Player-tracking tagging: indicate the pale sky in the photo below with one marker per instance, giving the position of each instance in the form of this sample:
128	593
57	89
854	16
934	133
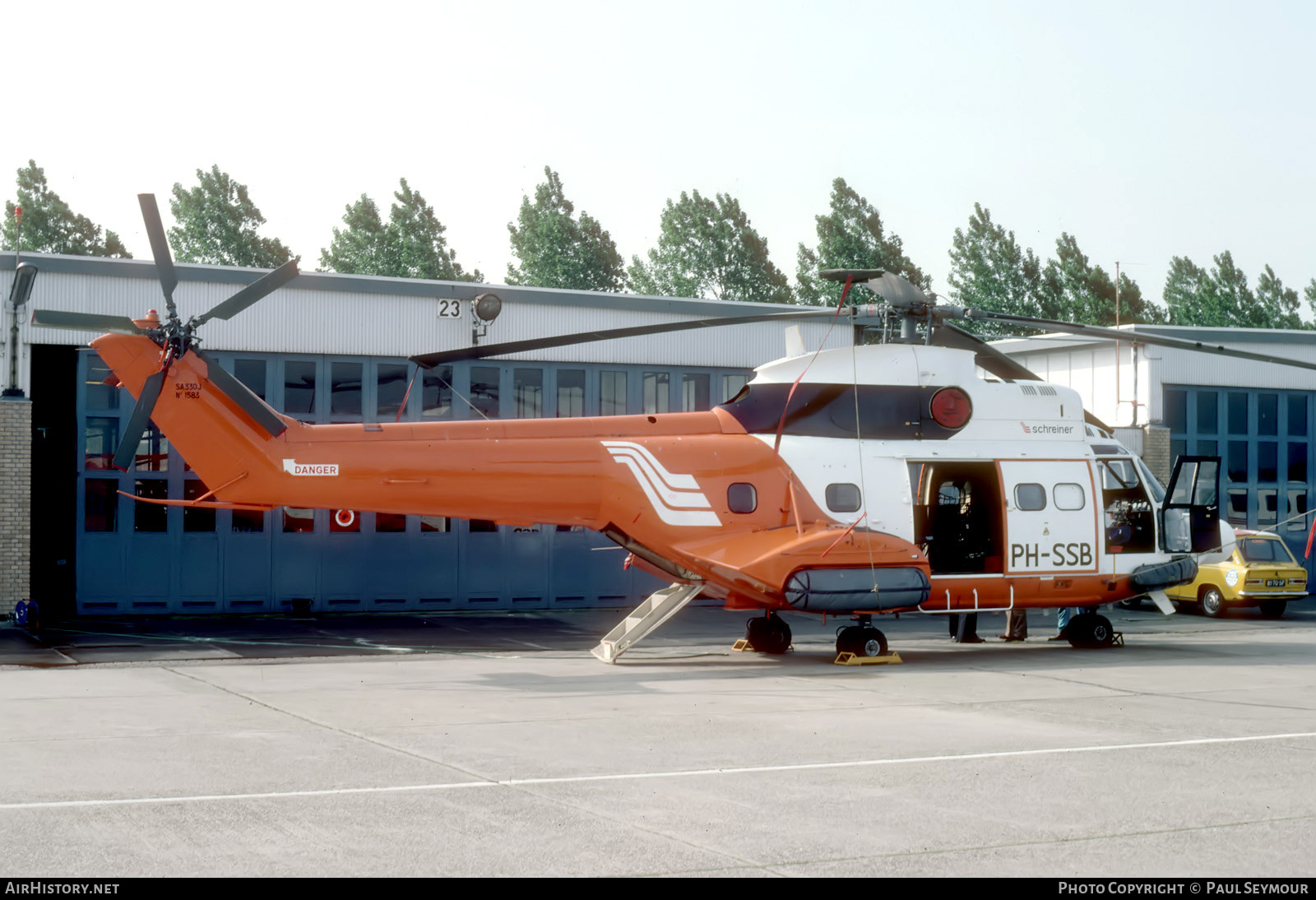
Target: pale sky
1145	129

::::::::::

With images excluded, write the records above out again exactly.

◆ SOLUTION BELOW
Player-tracking tagging: indicate the pale sky in the photo below with one marker per instance, giving the position of each instance in the form of this sample:
128	593
57	89
854	16
934	133
Target: pale sky
1145	129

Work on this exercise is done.